──────── Data to process

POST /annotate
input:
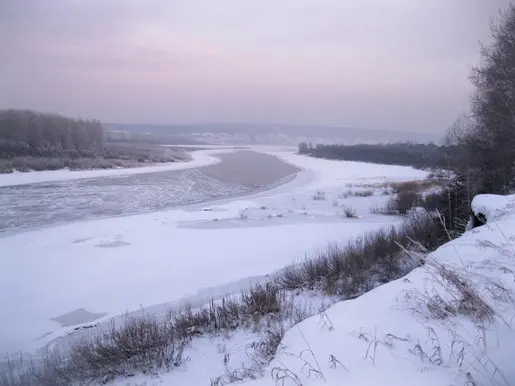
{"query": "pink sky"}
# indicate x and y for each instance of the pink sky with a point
(385, 64)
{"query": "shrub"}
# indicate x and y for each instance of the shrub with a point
(365, 262)
(319, 196)
(148, 344)
(364, 193)
(349, 212)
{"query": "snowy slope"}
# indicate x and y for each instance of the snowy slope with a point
(199, 158)
(391, 335)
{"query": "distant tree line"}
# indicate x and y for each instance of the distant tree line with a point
(31, 140)
(479, 147)
(417, 155)
(29, 133)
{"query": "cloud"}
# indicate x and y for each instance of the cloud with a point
(296, 61)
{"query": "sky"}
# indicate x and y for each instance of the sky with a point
(382, 64)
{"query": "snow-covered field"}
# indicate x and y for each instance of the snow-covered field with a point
(449, 322)
(200, 158)
(55, 279)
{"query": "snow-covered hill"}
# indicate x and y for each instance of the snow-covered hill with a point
(448, 322)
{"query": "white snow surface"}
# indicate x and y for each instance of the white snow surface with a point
(389, 335)
(200, 158)
(111, 266)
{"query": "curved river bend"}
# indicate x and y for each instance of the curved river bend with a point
(43, 204)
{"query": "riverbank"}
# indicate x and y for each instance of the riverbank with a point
(116, 265)
(230, 175)
(199, 158)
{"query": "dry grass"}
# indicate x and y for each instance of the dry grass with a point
(149, 344)
(319, 195)
(365, 262)
(349, 212)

────────────────

*Exercise goal:*
Revise the listing so that every "shrub" becomes "bush", with all other text kept the same. Leave the picture out of your version.

*Solution to this exercise:*
POST /annotate
input:
{"query": "pink sky"}
# indicate x and y for each instance of the pink sky with a point
(385, 64)
{"query": "bush"}
# indicate x and y for each instance of the bush with a point
(365, 262)
(319, 196)
(148, 344)
(364, 193)
(349, 212)
{"query": "snowy slope"}
# indicate x and y for each instance of the snowy slope with a point
(199, 158)
(391, 335)
{"query": "distant tree line"}
# indicate x and y for each instance of the distant tree line with a point
(31, 140)
(479, 147)
(417, 155)
(29, 133)
{"query": "cloud"}
# indicate x and y for each instance of the cloud with a point
(296, 61)
{"query": "sky"}
# indicate x and y for each instance of the sky with a point
(382, 64)
{"query": "snow-covered field"}
# indicate x and y for each instance of the snow-covered field with a point
(449, 322)
(200, 158)
(55, 279)
{"query": "snow-covered hill"}
# indicate x and y for each instance of the snow-covered hill with a point
(448, 322)
{"query": "white snow surface"}
# indicate x and y for each instance of the white snow surface with a point
(389, 335)
(200, 158)
(111, 266)
{"query": "curved river bend"}
# indicate x and y for each instance of the curved river bend with a point
(43, 204)
{"query": "riverbank"}
# indicate x and y for each instance of the riverbank with a point
(116, 265)
(230, 175)
(199, 158)
{"query": "dry grass"}
# indicate x and y for each instance of the dry grass with a point
(149, 344)
(319, 195)
(365, 262)
(349, 212)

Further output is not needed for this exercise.